- **What to produce**
Rewrite the rows starting at the one that contains "of the yellow-green" and ending with the final row, requests included, and raise every coordinate in the answer points by 134. Leave the requests and their sample outputs unchanged.

- **Stored records**
- - - -

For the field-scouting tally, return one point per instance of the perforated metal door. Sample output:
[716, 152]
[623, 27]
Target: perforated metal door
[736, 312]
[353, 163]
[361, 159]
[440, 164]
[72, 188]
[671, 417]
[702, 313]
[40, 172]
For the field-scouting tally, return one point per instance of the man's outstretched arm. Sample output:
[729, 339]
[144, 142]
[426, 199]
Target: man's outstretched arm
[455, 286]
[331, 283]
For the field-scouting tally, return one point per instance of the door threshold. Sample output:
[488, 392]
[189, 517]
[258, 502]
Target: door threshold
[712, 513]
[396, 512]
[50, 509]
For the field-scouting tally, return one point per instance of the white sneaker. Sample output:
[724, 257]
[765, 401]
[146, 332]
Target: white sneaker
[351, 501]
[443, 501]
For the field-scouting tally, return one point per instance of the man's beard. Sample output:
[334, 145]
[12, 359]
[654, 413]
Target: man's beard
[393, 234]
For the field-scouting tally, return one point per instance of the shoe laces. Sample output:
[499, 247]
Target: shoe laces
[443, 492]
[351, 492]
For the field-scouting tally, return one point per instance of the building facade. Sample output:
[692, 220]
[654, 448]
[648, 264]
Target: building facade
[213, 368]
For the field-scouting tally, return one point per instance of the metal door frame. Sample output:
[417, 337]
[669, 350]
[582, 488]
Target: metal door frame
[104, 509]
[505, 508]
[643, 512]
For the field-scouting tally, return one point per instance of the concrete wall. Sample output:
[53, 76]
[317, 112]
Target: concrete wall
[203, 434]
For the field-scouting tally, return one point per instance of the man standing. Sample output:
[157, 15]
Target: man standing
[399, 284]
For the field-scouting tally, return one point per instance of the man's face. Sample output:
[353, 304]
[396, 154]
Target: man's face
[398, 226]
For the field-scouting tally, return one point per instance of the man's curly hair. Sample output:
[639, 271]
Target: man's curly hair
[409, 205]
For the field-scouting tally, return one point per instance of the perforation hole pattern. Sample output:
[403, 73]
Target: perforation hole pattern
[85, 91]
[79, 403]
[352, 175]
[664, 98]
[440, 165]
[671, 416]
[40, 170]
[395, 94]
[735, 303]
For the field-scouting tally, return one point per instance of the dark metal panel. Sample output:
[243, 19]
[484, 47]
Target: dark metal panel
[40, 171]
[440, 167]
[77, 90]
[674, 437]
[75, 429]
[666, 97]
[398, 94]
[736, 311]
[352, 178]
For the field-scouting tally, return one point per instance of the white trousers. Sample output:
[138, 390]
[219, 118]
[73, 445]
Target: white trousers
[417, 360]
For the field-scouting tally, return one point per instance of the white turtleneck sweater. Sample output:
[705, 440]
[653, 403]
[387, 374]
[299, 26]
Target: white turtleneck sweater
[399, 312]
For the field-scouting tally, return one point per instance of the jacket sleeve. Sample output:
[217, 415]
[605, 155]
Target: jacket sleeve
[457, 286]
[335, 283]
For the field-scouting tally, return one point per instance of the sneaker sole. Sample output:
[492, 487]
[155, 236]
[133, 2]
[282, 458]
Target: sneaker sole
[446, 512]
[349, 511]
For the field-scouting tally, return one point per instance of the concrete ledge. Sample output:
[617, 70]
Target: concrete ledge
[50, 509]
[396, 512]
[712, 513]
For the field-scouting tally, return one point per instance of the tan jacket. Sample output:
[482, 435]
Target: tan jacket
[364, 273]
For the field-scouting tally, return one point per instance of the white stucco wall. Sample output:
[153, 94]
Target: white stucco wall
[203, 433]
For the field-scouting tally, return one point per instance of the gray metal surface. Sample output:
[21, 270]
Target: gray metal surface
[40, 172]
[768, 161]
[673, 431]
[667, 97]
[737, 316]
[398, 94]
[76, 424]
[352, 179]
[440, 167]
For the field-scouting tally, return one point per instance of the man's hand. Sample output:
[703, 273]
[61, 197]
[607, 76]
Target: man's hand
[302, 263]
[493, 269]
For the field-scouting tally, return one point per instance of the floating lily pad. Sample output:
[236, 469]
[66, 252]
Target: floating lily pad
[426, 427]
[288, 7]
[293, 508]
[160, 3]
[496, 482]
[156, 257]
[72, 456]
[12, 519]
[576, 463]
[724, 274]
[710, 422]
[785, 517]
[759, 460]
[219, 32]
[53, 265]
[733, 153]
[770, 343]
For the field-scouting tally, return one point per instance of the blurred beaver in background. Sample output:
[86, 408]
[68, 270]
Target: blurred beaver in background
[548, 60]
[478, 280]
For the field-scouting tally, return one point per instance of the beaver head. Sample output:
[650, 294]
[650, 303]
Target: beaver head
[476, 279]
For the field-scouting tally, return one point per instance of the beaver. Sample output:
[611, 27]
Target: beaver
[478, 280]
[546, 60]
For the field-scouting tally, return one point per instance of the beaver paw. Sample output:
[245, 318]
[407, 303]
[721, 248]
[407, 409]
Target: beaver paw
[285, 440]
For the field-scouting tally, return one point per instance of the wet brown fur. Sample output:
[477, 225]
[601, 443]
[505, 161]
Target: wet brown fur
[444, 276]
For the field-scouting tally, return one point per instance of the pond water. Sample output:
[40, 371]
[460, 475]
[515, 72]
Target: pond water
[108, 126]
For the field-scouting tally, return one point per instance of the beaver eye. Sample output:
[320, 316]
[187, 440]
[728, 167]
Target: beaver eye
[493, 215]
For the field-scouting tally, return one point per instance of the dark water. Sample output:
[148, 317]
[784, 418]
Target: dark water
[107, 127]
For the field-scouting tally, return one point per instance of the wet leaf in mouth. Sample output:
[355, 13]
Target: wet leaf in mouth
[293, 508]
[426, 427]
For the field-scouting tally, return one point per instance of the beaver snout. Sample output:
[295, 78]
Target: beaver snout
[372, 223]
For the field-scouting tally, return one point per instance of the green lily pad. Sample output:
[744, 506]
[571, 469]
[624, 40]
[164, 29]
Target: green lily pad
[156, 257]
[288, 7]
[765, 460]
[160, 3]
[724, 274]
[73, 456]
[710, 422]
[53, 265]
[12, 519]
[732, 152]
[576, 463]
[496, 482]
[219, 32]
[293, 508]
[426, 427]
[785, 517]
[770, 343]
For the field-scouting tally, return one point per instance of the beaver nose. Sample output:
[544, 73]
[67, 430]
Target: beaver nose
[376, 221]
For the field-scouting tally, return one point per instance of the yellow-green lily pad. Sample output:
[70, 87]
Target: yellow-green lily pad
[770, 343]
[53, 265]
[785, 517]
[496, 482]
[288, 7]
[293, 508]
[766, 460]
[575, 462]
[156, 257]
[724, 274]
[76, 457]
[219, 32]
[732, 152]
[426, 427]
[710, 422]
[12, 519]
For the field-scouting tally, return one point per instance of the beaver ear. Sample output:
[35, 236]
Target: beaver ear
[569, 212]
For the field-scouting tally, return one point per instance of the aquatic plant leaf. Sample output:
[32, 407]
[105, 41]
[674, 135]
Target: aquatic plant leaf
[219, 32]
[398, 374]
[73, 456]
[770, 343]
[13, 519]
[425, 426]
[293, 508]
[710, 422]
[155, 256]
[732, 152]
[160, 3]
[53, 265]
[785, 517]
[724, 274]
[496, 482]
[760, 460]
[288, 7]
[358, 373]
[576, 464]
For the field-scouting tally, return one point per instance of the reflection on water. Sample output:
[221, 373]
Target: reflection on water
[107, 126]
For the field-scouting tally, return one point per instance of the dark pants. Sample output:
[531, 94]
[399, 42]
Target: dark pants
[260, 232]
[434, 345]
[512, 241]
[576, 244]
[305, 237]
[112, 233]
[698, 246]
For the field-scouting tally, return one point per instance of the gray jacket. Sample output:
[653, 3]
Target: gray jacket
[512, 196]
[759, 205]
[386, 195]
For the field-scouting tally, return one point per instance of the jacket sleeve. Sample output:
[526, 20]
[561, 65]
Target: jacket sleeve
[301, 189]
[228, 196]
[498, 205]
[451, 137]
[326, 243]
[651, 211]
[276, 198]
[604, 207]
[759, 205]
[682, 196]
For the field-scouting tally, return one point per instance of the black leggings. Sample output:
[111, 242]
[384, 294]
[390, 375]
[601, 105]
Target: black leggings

- - - -

- **Output**
For the field-scouting tally, return one point per instance of the yellow-green lily pad. Sample output:
[70, 87]
Target: yellow-green lily pad
[904, 477]
[187, 399]
[919, 651]
[630, 616]
[422, 141]
[427, 642]
[900, 594]
[709, 596]
[290, 391]
[858, 408]
[210, 591]
[353, 166]
[866, 286]
[560, 561]
[844, 556]
[146, 653]
For the field-scouting tally, return one point per instance of the beaver ear. Sample output:
[35, 236]
Target: beaver ear
[703, 346]
For the field-scouting tally, return one point per instance of the aquatic plant leaf. Sample output:
[32, 407]
[105, 41]
[674, 135]
Target: aquatic plant leaf
[353, 166]
[532, 508]
[207, 590]
[904, 477]
[147, 653]
[559, 560]
[427, 642]
[844, 556]
[289, 390]
[866, 286]
[294, 137]
[187, 399]
[919, 651]
[858, 408]
[630, 616]
[894, 594]
[422, 141]
[492, 507]
[710, 598]
For the field-scouting tally, return one point per instance of the reflection on water. Sample output:
[221, 373]
Target: reflection on water
[241, 260]
For the field-scouting tally, return one point per instance of the dark pants. Sample output:
[531, 94]
[399, 42]
Target: dark pants
[394, 366]
[568, 479]
[646, 375]
[710, 378]
[439, 371]
[246, 367]
[832, 380]
For the field-scouting tally, return one point per instance of the gray jacket. Sample output:
[653, 3]
Target: gray jacket
[646, 330]
[893, 339]
[520, 329]
For the field-scouting tally, return one point per instance of the jacket sleeve. Sample output:
[526, 20]
[561, 65]
Target: jacket sleeve
[435, 323]
[362, 330]
[632, 339]
[585, 271]
[460, 377]
[785, 345]
[410, 332]
[738, 341]
[893, 339]
[816, 330]
For the field-scouting tally, return one point per instance of the black leggings. Sample output:
[111, 242]
[384, 294]
[390, 375]
[601, 105]
Target: black leggings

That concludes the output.